Content starts

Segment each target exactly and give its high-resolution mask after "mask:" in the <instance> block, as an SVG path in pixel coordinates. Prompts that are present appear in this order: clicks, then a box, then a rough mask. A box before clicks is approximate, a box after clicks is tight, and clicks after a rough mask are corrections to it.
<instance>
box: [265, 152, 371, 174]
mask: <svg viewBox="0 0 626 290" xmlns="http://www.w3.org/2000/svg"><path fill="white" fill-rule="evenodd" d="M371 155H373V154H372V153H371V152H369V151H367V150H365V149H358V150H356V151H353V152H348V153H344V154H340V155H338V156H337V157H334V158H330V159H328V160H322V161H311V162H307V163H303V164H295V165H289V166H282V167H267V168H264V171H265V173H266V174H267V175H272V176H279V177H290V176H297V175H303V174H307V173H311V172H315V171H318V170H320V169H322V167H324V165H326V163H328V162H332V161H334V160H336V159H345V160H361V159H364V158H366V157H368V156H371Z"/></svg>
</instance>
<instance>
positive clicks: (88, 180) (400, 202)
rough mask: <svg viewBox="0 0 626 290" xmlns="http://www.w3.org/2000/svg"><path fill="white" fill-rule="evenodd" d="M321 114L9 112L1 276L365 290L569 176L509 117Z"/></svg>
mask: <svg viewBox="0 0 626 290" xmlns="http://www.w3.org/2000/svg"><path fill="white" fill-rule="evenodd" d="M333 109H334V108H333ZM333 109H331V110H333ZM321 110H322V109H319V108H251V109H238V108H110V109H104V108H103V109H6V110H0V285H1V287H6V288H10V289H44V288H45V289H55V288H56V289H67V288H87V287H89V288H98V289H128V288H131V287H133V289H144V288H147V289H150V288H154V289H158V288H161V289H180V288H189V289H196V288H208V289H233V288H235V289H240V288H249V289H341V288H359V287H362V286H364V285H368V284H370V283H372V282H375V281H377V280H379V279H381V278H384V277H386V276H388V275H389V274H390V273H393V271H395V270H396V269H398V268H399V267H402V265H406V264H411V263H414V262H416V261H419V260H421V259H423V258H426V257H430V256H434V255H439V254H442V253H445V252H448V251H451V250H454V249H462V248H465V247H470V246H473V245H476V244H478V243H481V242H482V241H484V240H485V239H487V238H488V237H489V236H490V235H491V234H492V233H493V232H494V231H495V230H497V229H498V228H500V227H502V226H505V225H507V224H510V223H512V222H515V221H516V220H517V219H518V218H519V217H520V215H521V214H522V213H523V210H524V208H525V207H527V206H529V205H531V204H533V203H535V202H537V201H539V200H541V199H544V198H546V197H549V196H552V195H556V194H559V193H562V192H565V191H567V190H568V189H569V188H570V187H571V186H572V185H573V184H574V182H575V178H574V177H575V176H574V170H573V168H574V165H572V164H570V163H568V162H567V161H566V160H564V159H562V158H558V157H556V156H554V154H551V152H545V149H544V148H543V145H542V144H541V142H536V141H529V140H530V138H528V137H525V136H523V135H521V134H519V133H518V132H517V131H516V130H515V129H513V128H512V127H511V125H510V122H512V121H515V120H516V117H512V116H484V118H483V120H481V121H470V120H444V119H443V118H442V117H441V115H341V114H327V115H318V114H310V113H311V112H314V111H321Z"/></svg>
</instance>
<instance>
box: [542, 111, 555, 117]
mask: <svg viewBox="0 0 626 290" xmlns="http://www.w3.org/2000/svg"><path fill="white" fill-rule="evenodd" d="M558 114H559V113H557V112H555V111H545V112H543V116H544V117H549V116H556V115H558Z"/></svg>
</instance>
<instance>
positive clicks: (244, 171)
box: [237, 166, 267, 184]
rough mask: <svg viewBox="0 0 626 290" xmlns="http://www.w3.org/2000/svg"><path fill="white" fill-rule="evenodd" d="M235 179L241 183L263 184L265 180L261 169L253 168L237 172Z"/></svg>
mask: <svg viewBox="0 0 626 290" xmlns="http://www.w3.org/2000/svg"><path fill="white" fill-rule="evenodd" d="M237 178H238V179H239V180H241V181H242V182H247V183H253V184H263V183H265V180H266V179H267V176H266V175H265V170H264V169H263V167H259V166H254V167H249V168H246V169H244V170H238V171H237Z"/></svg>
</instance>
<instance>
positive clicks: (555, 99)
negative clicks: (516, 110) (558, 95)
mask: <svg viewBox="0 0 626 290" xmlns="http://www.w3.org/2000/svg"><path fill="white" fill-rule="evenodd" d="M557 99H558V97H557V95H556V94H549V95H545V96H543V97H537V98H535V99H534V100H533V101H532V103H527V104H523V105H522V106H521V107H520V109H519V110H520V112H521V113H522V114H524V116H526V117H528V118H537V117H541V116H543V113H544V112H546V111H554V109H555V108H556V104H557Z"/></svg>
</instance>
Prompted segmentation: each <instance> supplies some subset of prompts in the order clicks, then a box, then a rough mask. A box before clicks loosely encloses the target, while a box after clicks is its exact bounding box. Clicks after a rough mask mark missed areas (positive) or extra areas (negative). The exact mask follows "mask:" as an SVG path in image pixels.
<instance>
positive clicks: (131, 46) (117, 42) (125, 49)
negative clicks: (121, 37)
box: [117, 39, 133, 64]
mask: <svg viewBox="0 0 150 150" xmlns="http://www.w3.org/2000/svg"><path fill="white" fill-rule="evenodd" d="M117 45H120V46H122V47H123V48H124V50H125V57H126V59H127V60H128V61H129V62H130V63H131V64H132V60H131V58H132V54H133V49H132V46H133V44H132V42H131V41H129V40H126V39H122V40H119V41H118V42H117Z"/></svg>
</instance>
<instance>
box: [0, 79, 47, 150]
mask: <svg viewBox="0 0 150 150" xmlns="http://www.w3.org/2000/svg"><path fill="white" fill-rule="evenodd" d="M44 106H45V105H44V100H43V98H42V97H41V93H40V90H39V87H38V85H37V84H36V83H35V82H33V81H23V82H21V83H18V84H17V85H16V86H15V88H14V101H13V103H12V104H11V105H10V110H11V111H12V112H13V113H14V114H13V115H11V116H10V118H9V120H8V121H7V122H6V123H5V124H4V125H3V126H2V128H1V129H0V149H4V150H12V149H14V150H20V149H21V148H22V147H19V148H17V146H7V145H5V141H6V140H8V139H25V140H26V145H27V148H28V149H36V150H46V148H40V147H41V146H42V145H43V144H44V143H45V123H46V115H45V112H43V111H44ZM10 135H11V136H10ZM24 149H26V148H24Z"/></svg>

Content ends

Job: Go through the entries above and write each one out exactly.

Answer below:
Segment each target exactly and give its high-resolution mask after "mask:" in the <instance> block, as an SVG path in pixel coordinates. Prompts that are present appear in this order: clicks, then a box, then a rough mask. A box before clicks is approximate, a box after clicks is tight, and clicks after a rough mask are corrections to it.
<instance>
box: [265, 152, 371, 174]
mask: <svg viewBox="0 0 626 290" xmlns="http://www.w3.org/2000/svg"><path fill="white" fill-rule="evenodd" d="M371 155H373V154H372V153H371V152H369V151H367V150H365V149H358V150H356V151H353V152H348V153H344V154H340V155H338V156H337V157H334V158H330V159H328V160H322V161H311V162H307V163H303V164H295V165H289V166H282V167H267V168H264V171H265V173H266V174H267V175H272V176H279V177H290V176H297V175H303V174H307V173H311V172H315V171H318V170H320V169H322V167H324V165H326V163H328V162H332V161H334V160H336V159H345V160H361V159H364V158H366V157H368V156H371Z"/></svg>
</instance>
<instance>
positive clicks: (88, 180) (400, 202)
rough mask: <svg viewBox="0 0 626 290" xmlns="http://www.w3.org/2000/svg"><path fill="white" fill-rule="evenodd" d="M321 114L9 112L1 276L365 290L569 176L509 117Z"/></svg>
mask: <svg viewBox="0 0 626 290" xmlns="http://www.w3.org/2000/svg"><path fill="white" fill-rule="evenodd" d="M333 109H334V108H333ZM333 109H331V110H333ZM321 110H322V109H319V108H251V109H238V108H110V109H104V108H103V109H6V110H0V285H1V287H6V288H10V289H44V288H45V289H55V288H56V289H67V288H87V287H89V288H98V289H128V288H131V287H133V289H144V288H147V289H150V288H154V289H158V288H161V289H180V288H189V289H196V288H208V289H233V288H235V289H240V288H249V289H341V288H359V287H362V286H364V285H368V284H370V283H372V282H375V281H377V280H379V279H381V278H384V277H386V276H388V275H389V274H390V273H393V271H395V270H396V269H398V268H399V267H402V265H406V264H411V263H414V262H416V261H419V260H421V259H423V258H426V257H430V256H434V255H439V254H442V253H445V252H448V251H451V250H454V249H462V248H465V247H470V246H473V245H476V244H478V243H481V242H482V241H484V240H485V239H487V238H488V237H489V236H490V235H491V234H492V233H493V232H494V231H495V230H497V229H498V228H500V227H502V226H505V225H507V224H510V223H512V222H515V221H516V220H517V219H518V218H519V217H520V215H521V214H522V213H523V210H524V208H525V207H527V206H529V205H531V204H533V203H535V202H537V201H539V200H541V199H544V198H546V197H549V196H552V195H556V194H559V193H562V192H565V191H567V190H568V189H569V188H570V187H571V186H572V185H573V184H574V182H575V178H574V177H575V176H574V170H573V168H574V165H572V164H570V163H568V162H567V161H566V160H564V159H562V158H558V157H556V156H554V154H551V152H545V149H544V148H543V145H542V144H541V142H536V141H529V140H530V138H528V137H525V136H523V135H521V134H519V133H518V132H517V131H516V130H515V129H513V128H512V127H511V125H510V122H512V121H515V120H516V117H512V116H484V118H483V120H481V121H470V120H444V119H443V118H442V117H441V115H341V114H327V115H318V114H310V113H311V112H314V111H321Z"/></svg>
</instance>
<instance>
box: [542, 111, 555, 117]
mask: <svg viewBox="0 0 626 290" xmlns="http://www.w3.org/2000/svg"><path fill="white" fill-rule="evenodd" d="M558 114H559V113H557V112H555V111H545V112H543V116H544V117H549V116H556V115H558Z"/></svg>
</instance>
<instance>
positive clicks: (244, 171)
box: [237, 166, 267, 184]
rough mask: <svg viewBox="0 0 626 290" xmlns="http://www.w3.org/2000/svg"><path fill="white" fill-rule="evenodd" d="M235 179L241 183L263 184L265 180L261 169L253 168L237 172Z"/></svg>
mask: <svg viewBox="0 0 626 290" xmlns="http://www.w3.org/2000/svg"><path fill="white" fill-rule="evenodd" d="M237 178H238V179H239V180H241V181H242V182H247V183H253V184H263V183H265V180H266V179H267V176H266V175H265V170H264V169H263V167H259V166H254V167H249V168H246V169H244V170H238V171H237Z"/></svg>
</instance>
<instance>
positive clicks: (555, 99)
negative clicks: (516, 110) (558, 95)
mask: <svg viewBox="0 0 626 290" xmlns="http://www.w3.org/2000/svg"><path fill="white" fill-rule="evenodd" d="M557 99H558V97H557V95H556V94H549V95H545V96H543V97H537V98H535V99H534V100H533V101H532V103H527V104H523V105H522V106H521V107H520V109H519V110H520V112H521V113H522V114H524V116H526V117H528V118H537V117H541V116H543V113H544V112H546V111H554V109H555V108H556V104H557Z"/></svg>
</instance>
Prompted segmentation: each <instance> supplies some subset of prompts in the order clicks, then a box, then a rough mask. A box before clicks loosely encloses the target, while a box after clicks is its exact bounding box. Clicks after a rough mask mark missed areas (positive) or extra areas (negative). The exact mask follows "mask:" as an SVG path in image pixels.
<instance>
positive clicks: (131, 46) (117, 42) (125, 49)
negative clicks: (121, 37)
box: [117, 39, 133, 64]
mask: <svg viewBox="0 0 150 150" xmlns="http://www.w3.org/2000/svg"><path fill="white" fill-rule="evenodd" d="M117 45H120V46H122V47H123V48H124V50H125V57H126V59H127V60H128V61H129V62H130V63H131V64H132V60H131V58H132V54H133V49H132V46H133V44H132V42H131V41H129V40H126V39H122V40H119V41H118V42H117Z"/></svg>
</instance>
<instance>
box: [0, 79, 47, 150]
mask: <svg viewBox="0 0 150 150" xmlns="http://www.w3.org/2000/svg"><path fill="white" fill-rule="evenodd" d="M44 106H45V105H44V100H43V98H42V97H41V93H40V90H39V87H38V85H37V84H36V83H35V82H33V81H23V82H21V83H18V84H17V85H16V86H15V88H14V101H13V103H12V104H11V105H10V110H11V111H12V112H13V113H14V114H13V115H11V116H10V118H9V120H8V121H7V122H6V123H5V124H4V125H3V126H2V128H1V129H0V149H4V150H12V149H14V150H20V149H21V148H22V147H19V148H17V146H7V145H5V141H6V140H8V139H25V140H26V145H27V148H28V149H36V150H46V148H40V147H41V146H42V145H43V144H44V143H45V123H46V115H45V112H43V111H44ZM10 135H11V136H10ZM24 149H26V148H24Z"/></svg>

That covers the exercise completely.